(Available data Opens)

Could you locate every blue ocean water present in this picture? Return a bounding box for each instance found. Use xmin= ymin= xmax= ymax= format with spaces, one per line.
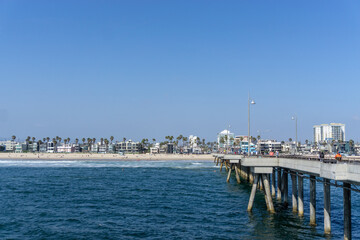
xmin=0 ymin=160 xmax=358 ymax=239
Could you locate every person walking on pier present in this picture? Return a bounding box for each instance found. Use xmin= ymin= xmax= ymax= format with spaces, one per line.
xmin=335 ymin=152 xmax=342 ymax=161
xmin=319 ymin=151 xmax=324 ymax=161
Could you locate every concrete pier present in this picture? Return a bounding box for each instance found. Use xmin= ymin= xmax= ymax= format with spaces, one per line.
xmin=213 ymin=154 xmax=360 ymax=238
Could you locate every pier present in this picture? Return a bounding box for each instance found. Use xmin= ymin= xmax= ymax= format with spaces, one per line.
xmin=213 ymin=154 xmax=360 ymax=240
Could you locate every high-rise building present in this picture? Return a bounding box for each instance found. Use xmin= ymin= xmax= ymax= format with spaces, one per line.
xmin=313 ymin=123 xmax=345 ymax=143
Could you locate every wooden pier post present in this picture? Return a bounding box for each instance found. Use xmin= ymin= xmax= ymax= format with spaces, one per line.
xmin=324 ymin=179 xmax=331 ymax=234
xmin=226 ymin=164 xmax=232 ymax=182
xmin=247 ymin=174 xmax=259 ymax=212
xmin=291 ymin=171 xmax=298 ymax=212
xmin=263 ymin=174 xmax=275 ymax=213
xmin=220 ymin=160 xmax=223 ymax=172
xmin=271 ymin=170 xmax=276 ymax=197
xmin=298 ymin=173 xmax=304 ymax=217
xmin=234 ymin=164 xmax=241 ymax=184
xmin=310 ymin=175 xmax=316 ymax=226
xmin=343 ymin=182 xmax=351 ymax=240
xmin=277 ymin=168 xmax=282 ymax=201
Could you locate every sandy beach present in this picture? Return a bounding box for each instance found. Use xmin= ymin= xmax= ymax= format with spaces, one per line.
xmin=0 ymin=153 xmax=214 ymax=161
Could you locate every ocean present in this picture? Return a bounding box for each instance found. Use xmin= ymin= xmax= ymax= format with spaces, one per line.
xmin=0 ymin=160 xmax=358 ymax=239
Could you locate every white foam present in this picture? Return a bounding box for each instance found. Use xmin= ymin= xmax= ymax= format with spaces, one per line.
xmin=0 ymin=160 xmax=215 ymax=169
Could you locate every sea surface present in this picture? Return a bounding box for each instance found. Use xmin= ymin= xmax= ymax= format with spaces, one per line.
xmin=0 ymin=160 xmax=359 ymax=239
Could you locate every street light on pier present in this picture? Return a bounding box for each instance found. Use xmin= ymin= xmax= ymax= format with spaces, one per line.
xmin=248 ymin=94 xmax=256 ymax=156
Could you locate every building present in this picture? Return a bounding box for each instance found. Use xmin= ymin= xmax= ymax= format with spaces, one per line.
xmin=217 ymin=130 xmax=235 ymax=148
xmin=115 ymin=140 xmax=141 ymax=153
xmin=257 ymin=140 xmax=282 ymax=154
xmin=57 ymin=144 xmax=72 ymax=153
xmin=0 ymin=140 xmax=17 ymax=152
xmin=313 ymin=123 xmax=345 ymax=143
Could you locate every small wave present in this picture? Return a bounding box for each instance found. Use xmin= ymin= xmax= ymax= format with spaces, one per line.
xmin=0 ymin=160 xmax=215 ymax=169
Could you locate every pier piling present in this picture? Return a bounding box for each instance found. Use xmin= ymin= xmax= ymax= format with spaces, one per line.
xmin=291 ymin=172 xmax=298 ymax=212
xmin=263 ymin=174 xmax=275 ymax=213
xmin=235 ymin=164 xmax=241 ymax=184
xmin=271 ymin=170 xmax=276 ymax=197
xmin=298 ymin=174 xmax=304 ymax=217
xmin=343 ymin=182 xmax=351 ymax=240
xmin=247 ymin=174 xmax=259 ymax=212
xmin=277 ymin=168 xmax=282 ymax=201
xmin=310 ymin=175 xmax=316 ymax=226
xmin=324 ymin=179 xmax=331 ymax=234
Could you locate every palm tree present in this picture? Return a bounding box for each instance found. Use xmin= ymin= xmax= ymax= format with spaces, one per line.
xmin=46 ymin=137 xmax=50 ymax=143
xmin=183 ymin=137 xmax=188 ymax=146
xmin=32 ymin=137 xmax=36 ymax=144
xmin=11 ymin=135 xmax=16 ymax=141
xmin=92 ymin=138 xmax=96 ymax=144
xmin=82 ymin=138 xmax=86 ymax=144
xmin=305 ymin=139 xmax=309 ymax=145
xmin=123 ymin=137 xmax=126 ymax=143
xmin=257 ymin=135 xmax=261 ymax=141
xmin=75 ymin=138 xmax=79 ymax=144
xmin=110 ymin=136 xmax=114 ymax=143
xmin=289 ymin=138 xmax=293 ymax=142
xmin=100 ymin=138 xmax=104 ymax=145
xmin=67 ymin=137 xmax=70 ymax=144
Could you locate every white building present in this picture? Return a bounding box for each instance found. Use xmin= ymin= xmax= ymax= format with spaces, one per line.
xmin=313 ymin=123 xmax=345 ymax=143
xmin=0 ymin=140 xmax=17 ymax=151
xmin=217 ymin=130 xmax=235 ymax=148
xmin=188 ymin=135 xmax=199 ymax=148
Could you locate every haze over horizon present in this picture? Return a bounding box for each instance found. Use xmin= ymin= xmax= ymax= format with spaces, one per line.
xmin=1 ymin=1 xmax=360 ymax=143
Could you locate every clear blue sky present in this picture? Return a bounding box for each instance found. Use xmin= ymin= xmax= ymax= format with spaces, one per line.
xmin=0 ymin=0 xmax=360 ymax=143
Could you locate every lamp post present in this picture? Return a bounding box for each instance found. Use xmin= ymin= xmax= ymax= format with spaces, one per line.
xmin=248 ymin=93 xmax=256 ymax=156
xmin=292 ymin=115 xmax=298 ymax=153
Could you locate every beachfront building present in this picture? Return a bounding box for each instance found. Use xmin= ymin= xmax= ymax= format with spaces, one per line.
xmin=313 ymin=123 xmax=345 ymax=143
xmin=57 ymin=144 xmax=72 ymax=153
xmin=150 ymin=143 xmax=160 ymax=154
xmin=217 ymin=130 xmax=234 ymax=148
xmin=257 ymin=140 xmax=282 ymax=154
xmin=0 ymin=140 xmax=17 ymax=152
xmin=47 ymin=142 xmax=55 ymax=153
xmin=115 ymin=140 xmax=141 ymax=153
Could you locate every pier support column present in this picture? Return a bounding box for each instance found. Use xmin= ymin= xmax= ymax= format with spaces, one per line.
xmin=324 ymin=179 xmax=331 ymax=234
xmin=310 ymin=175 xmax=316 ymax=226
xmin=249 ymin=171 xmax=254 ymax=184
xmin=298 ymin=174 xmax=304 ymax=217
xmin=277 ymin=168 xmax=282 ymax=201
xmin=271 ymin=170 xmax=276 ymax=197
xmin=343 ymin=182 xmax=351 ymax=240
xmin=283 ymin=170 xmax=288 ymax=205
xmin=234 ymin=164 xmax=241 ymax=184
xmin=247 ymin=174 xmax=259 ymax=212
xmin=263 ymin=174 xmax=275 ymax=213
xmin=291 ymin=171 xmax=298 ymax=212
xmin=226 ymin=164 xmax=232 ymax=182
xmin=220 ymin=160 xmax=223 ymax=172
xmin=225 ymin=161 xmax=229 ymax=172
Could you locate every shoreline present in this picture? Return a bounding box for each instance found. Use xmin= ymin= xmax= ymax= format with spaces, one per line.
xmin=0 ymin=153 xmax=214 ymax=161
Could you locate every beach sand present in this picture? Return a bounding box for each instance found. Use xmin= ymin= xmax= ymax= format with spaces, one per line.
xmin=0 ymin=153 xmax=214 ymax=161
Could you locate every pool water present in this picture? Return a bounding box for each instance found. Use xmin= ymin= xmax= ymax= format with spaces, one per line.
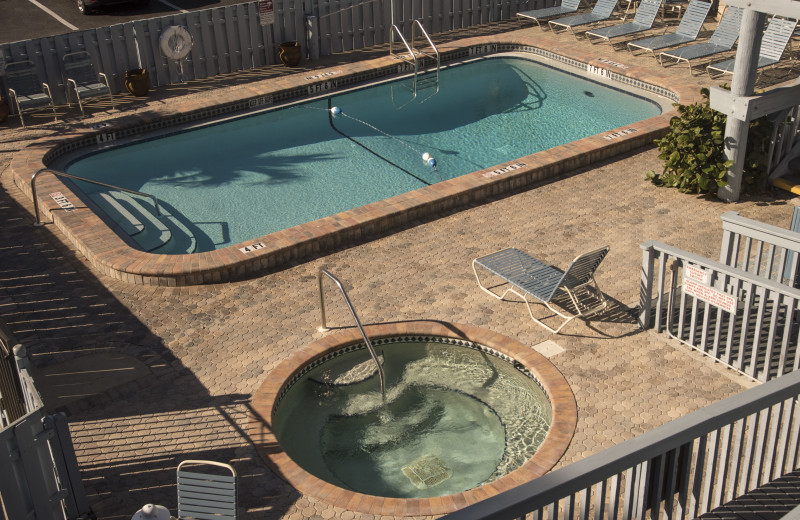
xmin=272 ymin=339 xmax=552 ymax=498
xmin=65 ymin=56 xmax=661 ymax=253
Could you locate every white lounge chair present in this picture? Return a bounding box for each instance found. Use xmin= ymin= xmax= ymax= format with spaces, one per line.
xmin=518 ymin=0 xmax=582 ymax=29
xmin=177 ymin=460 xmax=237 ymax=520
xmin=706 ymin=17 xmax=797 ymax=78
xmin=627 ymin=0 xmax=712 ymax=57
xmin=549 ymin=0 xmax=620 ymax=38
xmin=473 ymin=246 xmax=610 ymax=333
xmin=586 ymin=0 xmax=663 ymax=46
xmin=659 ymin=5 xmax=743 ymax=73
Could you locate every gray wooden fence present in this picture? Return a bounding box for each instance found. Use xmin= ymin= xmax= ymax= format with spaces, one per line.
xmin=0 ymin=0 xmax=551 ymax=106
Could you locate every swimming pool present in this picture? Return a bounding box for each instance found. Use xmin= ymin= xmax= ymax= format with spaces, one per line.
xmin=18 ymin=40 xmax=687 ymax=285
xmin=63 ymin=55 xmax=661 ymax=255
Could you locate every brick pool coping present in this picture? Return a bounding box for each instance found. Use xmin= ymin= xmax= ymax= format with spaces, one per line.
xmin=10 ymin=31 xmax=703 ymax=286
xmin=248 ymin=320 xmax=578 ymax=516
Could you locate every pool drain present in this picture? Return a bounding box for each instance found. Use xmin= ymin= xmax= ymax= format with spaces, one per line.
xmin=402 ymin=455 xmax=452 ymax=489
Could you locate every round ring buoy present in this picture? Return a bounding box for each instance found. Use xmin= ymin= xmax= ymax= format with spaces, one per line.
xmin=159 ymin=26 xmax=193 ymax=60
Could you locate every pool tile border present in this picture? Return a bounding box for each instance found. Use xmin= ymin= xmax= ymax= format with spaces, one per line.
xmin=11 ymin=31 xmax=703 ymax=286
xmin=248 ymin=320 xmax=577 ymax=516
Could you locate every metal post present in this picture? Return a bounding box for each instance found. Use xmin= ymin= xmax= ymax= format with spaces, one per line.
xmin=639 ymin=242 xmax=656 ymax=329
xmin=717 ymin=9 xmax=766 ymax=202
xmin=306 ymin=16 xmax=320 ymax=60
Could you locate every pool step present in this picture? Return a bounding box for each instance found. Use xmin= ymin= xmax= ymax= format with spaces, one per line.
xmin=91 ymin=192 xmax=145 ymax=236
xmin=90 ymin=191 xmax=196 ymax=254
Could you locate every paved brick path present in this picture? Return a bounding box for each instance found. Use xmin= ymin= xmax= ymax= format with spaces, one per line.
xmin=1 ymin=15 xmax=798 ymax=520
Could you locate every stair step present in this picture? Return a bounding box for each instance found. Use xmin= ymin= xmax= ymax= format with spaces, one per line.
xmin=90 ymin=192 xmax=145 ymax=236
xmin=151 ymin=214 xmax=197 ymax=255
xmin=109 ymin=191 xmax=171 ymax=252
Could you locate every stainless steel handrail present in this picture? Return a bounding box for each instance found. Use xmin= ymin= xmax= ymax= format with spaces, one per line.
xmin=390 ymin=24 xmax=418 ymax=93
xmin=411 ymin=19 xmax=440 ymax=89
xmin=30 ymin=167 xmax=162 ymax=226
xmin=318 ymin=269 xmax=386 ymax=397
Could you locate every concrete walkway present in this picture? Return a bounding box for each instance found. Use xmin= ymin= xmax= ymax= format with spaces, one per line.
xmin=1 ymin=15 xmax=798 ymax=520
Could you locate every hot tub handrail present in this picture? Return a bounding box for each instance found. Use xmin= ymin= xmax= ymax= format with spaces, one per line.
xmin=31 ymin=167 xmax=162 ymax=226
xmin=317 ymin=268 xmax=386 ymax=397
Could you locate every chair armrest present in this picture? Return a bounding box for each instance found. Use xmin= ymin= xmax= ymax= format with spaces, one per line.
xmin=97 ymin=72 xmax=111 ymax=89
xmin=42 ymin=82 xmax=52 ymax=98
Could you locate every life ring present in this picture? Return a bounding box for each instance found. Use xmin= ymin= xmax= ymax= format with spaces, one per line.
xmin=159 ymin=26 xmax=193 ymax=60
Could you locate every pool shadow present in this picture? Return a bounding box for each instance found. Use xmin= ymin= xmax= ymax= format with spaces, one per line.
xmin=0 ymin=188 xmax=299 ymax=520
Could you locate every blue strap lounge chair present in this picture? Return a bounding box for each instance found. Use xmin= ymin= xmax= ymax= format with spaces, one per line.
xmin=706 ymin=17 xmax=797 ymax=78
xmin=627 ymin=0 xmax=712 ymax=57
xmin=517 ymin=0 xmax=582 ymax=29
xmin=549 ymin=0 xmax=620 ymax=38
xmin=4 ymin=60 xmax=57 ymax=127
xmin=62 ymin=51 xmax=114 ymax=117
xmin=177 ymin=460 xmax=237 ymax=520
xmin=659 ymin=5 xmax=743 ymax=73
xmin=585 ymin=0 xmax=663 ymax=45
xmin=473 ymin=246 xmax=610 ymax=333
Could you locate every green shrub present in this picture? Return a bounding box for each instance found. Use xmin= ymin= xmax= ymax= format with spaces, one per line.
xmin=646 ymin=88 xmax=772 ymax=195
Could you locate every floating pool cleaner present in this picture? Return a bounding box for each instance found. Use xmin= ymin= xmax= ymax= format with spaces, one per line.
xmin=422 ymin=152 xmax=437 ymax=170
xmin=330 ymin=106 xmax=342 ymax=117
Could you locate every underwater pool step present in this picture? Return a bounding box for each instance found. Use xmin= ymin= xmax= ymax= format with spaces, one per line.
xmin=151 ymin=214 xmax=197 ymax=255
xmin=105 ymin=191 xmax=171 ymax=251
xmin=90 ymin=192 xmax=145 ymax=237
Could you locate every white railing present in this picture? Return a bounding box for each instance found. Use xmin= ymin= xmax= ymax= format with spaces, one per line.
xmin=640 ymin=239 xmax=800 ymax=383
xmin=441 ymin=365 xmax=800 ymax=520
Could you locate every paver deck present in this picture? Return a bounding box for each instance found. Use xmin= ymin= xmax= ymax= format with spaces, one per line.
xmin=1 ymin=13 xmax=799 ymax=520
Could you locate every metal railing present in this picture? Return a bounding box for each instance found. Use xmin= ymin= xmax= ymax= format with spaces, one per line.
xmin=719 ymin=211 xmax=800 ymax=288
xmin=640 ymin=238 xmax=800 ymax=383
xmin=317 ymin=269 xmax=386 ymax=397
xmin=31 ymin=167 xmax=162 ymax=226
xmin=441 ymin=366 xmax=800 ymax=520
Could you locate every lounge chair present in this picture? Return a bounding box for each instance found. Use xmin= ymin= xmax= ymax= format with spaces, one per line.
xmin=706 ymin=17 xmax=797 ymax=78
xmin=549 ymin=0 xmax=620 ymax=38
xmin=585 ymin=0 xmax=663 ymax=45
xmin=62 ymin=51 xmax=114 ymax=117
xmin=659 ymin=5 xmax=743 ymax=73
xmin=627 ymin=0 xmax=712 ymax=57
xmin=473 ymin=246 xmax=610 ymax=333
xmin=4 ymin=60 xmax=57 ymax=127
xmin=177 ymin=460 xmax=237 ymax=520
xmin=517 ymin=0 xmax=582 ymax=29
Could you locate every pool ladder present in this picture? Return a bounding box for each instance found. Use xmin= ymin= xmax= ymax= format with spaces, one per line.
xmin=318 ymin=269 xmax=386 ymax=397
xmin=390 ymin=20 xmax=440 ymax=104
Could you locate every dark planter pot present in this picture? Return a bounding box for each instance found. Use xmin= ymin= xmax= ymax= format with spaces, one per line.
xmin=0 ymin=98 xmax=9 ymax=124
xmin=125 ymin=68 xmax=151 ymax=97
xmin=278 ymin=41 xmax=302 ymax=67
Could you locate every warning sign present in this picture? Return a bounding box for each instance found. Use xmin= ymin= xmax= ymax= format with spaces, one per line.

(Available data Closes)

### Exercise requirements
Copy exactly the lines from the one containing "Could you locate every dark" through the last line of the records, both included, and nothing else.

### Response box
Could you locate every dark planter pot present in this picture? Return a bounding box for each instance found. Use xmin= ymin= xmax= ymax= format with spaces, one per line.
xmin=0 ymin=98 xmax=9 ymax=124
xmin=125 ymin=68 xmax=151 ymax=97
xmin=278 ymin=41 xmax=302 ymax=67
Could you locate every warning sign present in this picture? Return a bounding box for each instance found. Use xmin= ymin= xmax= ymax= format with spaces, one per line.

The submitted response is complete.